Work to be completed >> Reproduce the listing below word for word, keeping every line and its order unchanged.

Source data >>
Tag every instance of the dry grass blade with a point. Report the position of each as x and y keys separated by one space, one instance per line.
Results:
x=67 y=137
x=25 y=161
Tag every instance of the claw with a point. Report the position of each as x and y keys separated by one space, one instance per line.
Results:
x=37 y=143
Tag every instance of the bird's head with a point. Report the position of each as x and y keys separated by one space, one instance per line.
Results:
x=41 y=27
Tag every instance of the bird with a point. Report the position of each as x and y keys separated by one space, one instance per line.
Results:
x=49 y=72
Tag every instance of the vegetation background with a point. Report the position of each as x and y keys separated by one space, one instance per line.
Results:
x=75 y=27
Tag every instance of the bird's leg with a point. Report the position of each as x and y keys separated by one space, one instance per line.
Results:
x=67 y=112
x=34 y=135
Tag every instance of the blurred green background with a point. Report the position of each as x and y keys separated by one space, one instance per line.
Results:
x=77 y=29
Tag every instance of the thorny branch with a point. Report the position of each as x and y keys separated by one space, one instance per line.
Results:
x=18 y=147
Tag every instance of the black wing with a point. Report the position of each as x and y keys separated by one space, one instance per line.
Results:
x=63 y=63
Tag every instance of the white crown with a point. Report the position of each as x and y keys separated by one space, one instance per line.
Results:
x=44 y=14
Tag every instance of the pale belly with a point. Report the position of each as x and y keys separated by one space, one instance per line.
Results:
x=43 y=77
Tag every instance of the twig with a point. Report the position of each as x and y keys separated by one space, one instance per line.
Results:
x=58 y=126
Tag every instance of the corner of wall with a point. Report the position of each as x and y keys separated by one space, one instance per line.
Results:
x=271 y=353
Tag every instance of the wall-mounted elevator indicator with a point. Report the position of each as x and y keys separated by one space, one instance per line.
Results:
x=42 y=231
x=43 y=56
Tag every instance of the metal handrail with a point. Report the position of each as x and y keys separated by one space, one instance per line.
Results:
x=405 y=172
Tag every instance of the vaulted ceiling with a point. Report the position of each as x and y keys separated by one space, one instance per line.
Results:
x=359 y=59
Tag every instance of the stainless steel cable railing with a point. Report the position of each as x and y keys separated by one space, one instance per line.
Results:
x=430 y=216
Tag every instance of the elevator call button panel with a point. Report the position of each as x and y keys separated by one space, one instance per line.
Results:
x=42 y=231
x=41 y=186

Exercise result >>
Tag every instance of the dry grass blade with a point. Report the position of each as x and y keys separated by one space, one instance per line.
Results:
x=67 y=137
x=25 y=161
Tag every instance of the claw with a point. Report the position of each as x and y keys separated by one space, one instance per line.
Results:
x=37 y=143
Tag every instance of the bird's head with a point. Report the position of each as x and y keys separated by one space, one instance per line.
Results:
x=41 y=27
Tag every instance of the bird with a point. Report the position of each as x and y keys separated by one space, one instance per line.
Results:
x=49 y=72
Tag every instance of the vegetation background with a point. Report the position of each as x and y keys separated by one space, one instance per line.
Results:
x=75 y=27
Tag every instance of the bird's leg with a point. Report the position of each as x and y keys separated by one space, one instance per line.
Results:
x=67 y=112
x=34 y=135
Tag every instance of the blurred green background with a point. Report the position of each as x and y keys separated by one space, one instance per line.
Results:
x=77 y=29
Tag every instance of the thorny branch with a point. Report the position of each as x and y keys separated by one space, one instance per line.
Results:
x=18 y=147
Tag every instance of the black wing with a point. Report the position of each as x and y keys separated by one space, one instance per line.
Results:
x=63 y=63
Tag every instance of the white crown with a point. Report the position of each as x and y keys separated by one space, one instance per line.
Results:
x=44 y=14
Tag every instance of the pale belly with a point. Report the position of each as x and y keys separated by one space, one instance per line.
Results:
x=43 y=77
Tag every instance of the twig with a point. Report the position of each as x and y keys separated by one space, one instance per line.
Results:
x=58 y=126
Tag every instance of the corner of wall with a point. Report the position of each as x and y keys separated by one space, one instance per line.
Results:
x=271 y=353
Tag every instance of the wall-mounted elevator indicator with a point. Report the position of each as x and y keys separated by one space, one instance per line.
Results:
x=42 y=231
x=43 y=56
Tag every instance of the metal handrail with a point. Report the position of each as x and y keys separated by one space, one instance per line.
Results:
x=405 y=172
Tag every instance of the vaulted ceiling with a point. Report the position of each as x and y keys separated by one space, one instance per line.
Results:
x=359 y=59
Tag every instance of the stainless steel cable railing with a point. Report the position of each as x and y keys separated by one space, one instance per line.
Results:
x=430 y=216
Tag every instance of the elevator call button panel with a point. Report the position of each as x and y keys separated by one space, one instance per line.
Results:
x=42 y=231
x=41 y=186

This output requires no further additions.